__Problem details__. Locate every line in the records below that contains the word "leaf", and copy each one.

__Task input__.
—————

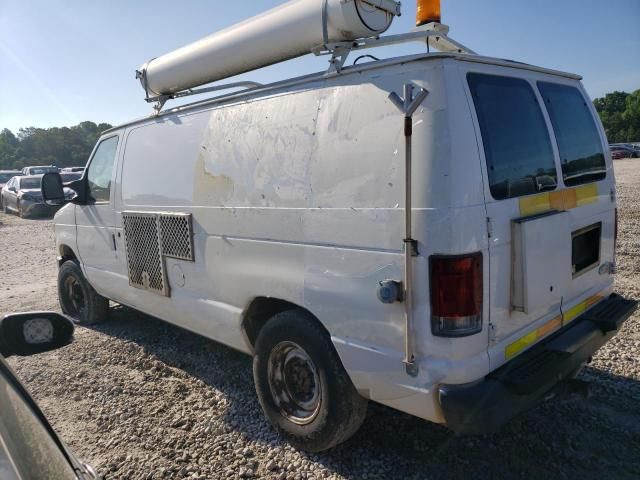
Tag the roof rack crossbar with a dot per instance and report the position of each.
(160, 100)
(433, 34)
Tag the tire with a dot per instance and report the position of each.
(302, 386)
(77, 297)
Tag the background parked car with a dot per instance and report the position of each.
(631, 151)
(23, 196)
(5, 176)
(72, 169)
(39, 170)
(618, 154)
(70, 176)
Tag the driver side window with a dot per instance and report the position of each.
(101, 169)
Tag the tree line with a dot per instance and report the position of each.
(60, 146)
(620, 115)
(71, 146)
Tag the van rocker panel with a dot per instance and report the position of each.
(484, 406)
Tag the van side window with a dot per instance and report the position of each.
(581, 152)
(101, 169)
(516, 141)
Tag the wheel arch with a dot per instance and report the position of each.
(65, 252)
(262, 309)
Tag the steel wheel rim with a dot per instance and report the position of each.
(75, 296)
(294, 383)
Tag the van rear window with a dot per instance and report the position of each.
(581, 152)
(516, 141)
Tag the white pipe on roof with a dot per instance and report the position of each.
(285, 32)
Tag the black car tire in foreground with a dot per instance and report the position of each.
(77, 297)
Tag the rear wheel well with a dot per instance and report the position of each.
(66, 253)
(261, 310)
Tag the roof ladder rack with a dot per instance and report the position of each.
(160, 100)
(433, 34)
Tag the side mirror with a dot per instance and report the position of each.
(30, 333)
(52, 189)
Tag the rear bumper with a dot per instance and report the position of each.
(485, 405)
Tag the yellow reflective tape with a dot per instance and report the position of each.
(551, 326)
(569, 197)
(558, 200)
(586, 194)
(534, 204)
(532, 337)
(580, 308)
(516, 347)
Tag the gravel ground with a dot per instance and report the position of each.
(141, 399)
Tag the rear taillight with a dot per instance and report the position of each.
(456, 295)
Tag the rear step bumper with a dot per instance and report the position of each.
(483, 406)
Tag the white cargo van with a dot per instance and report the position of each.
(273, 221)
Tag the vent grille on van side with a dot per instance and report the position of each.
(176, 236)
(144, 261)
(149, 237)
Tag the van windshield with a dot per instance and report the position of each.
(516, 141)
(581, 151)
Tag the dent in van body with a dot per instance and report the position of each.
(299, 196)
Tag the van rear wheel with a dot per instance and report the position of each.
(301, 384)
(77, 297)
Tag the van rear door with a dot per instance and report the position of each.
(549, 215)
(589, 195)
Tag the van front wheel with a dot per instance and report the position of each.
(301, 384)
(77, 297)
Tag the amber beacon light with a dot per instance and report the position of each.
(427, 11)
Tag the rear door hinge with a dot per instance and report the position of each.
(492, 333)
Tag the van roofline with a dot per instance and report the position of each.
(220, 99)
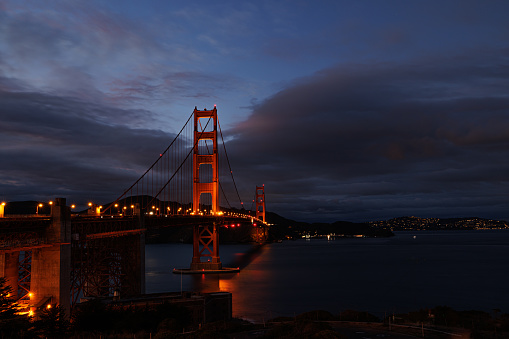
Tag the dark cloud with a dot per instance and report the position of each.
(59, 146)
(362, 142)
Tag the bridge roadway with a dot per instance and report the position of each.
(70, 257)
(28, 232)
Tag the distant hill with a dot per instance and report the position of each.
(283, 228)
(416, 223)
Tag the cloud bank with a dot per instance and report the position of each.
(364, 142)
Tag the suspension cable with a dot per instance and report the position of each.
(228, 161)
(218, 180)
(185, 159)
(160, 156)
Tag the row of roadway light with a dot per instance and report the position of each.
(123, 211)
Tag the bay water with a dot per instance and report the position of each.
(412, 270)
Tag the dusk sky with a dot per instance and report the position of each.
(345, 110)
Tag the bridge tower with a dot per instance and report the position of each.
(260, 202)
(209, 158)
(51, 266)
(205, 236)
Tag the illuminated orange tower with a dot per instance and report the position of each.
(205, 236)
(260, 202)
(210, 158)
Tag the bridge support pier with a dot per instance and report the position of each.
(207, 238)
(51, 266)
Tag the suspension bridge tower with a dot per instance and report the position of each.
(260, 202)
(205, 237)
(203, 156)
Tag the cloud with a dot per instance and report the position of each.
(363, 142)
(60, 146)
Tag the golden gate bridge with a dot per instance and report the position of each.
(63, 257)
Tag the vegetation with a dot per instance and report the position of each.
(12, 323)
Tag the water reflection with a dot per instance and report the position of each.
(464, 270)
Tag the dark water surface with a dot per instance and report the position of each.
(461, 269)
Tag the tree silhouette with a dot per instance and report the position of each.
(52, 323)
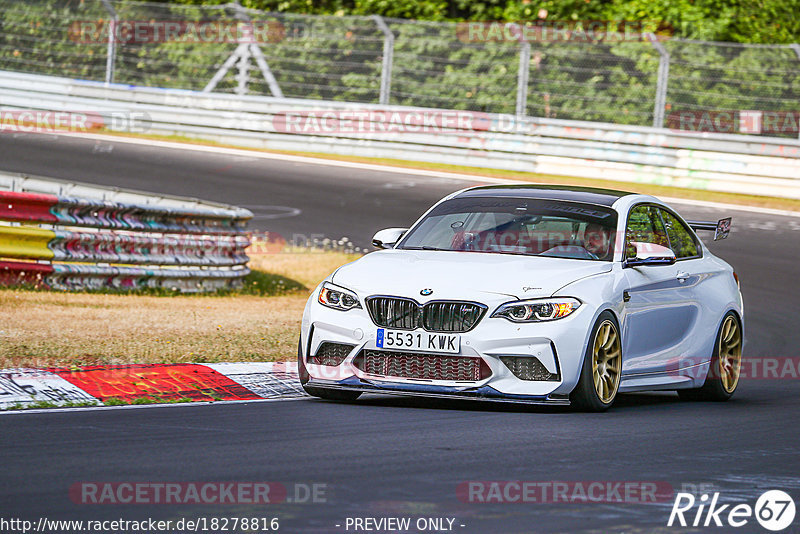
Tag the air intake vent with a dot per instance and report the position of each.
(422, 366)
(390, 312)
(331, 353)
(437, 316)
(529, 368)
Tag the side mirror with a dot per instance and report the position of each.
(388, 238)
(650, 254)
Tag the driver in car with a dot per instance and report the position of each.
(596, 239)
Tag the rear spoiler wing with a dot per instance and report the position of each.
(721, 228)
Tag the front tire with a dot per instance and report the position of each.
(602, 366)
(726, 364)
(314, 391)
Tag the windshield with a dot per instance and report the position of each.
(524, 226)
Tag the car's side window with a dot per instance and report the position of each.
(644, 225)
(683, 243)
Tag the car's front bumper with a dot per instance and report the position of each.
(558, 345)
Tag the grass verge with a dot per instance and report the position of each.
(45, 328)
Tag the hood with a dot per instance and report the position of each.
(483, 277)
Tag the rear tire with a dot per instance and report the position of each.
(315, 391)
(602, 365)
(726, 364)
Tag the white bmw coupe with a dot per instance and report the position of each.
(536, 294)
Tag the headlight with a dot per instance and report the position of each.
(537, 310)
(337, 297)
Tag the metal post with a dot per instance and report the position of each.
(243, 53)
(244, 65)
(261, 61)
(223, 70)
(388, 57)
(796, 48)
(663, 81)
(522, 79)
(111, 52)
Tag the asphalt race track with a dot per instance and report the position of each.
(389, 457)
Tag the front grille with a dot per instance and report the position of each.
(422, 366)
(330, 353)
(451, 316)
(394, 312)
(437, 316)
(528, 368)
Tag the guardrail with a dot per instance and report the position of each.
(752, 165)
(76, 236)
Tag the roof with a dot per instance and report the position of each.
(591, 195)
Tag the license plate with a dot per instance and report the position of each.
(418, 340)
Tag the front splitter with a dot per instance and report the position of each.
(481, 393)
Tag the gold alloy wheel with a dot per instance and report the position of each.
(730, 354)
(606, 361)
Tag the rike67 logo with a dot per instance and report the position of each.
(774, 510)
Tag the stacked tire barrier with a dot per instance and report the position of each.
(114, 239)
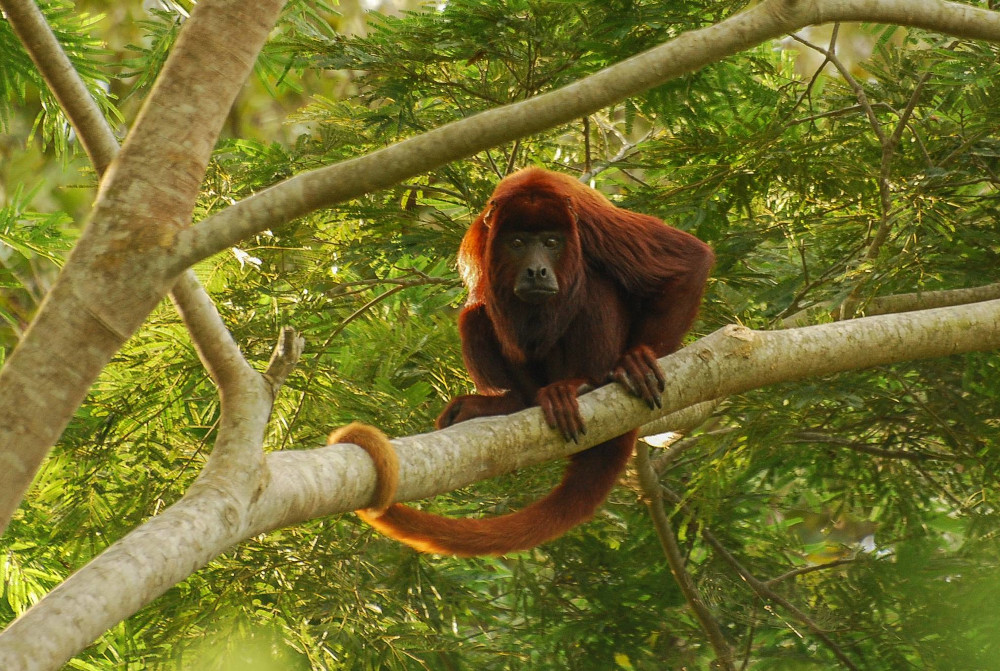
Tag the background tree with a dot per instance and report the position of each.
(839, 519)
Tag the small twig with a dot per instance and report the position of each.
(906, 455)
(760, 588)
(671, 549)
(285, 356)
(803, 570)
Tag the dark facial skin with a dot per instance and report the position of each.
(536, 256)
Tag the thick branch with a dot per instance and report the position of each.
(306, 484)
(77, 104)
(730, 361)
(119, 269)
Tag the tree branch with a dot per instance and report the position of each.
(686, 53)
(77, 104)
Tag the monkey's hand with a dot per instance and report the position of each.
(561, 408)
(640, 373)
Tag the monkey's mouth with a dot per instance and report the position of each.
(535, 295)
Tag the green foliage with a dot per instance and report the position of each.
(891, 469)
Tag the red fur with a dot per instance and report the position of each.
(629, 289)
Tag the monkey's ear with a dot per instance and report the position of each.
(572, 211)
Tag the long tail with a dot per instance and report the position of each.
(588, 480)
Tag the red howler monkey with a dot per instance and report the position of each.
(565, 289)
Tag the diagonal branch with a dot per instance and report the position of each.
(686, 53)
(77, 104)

—————

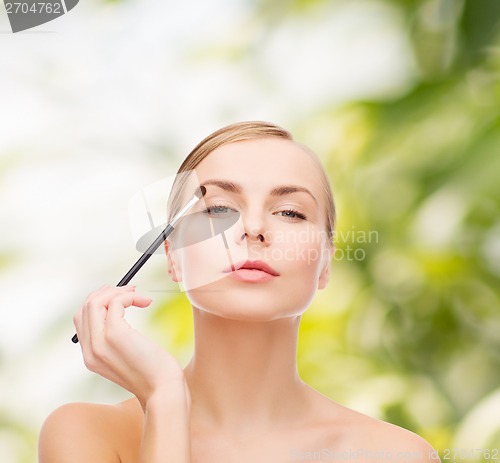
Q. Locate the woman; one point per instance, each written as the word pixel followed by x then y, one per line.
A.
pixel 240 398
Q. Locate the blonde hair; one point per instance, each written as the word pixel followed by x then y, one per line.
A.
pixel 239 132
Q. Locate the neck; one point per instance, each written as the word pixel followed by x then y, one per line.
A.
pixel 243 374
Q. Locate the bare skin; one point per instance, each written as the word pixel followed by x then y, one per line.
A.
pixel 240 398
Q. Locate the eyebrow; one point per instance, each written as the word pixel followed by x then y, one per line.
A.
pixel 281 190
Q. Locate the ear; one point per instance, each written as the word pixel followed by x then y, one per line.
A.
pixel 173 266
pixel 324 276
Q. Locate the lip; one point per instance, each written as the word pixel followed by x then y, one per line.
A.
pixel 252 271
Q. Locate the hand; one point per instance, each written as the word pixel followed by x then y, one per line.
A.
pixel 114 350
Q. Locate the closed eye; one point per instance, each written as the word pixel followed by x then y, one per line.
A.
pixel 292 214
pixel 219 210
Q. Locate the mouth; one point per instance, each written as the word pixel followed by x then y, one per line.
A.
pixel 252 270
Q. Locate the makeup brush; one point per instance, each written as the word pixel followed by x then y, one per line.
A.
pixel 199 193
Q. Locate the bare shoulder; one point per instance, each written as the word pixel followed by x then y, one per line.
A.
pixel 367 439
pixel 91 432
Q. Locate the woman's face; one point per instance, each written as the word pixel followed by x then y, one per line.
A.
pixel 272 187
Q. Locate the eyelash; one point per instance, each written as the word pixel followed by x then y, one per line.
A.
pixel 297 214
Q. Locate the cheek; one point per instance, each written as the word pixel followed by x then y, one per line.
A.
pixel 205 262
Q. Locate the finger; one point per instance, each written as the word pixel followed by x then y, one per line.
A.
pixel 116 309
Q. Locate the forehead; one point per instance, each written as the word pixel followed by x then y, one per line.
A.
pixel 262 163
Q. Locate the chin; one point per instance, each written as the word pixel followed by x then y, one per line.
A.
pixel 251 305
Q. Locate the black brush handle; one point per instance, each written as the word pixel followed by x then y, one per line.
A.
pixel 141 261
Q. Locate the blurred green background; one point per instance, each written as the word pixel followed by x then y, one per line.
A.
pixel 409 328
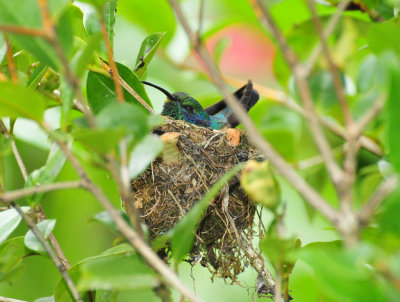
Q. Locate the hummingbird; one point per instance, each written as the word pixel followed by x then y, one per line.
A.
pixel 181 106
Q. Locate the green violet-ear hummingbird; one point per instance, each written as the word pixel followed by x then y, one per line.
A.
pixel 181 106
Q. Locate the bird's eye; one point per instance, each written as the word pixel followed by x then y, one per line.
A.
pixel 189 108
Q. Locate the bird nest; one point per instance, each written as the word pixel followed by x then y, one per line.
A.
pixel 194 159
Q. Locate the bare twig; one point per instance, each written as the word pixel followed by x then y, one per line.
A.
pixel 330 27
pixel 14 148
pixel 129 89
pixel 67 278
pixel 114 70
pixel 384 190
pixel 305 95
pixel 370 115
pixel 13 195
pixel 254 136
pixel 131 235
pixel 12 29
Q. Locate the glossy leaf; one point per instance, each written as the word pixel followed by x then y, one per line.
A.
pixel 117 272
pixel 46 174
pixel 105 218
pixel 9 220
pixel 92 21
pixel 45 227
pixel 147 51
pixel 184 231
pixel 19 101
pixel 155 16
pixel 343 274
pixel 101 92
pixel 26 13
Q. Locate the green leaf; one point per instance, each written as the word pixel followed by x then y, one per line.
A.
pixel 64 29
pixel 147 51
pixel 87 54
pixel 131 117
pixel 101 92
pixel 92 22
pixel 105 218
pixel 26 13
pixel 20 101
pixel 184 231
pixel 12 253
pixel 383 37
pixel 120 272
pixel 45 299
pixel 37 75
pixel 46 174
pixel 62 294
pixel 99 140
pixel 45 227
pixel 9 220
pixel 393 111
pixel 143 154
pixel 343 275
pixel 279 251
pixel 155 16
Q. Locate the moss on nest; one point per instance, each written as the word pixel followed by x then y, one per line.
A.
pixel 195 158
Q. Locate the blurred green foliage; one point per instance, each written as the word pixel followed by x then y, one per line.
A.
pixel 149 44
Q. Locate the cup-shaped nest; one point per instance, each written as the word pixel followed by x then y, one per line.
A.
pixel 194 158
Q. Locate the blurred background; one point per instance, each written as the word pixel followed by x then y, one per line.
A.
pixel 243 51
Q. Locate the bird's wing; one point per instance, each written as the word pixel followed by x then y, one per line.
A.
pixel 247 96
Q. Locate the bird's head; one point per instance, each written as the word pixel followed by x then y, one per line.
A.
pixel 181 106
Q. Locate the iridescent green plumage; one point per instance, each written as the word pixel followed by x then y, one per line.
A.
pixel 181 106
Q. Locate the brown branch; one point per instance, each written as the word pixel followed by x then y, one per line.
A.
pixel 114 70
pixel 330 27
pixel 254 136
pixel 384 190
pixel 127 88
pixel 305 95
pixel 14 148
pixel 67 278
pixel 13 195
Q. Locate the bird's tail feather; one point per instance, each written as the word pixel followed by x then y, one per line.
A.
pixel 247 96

—————

__Output__.
Q. Locate the glossy leaf; one point per instance, each written as the word pixel followed by x then y, one per line.
Q. Locate the green leaf; one point per instance, each written as the word pixel followed by x then y, one per line.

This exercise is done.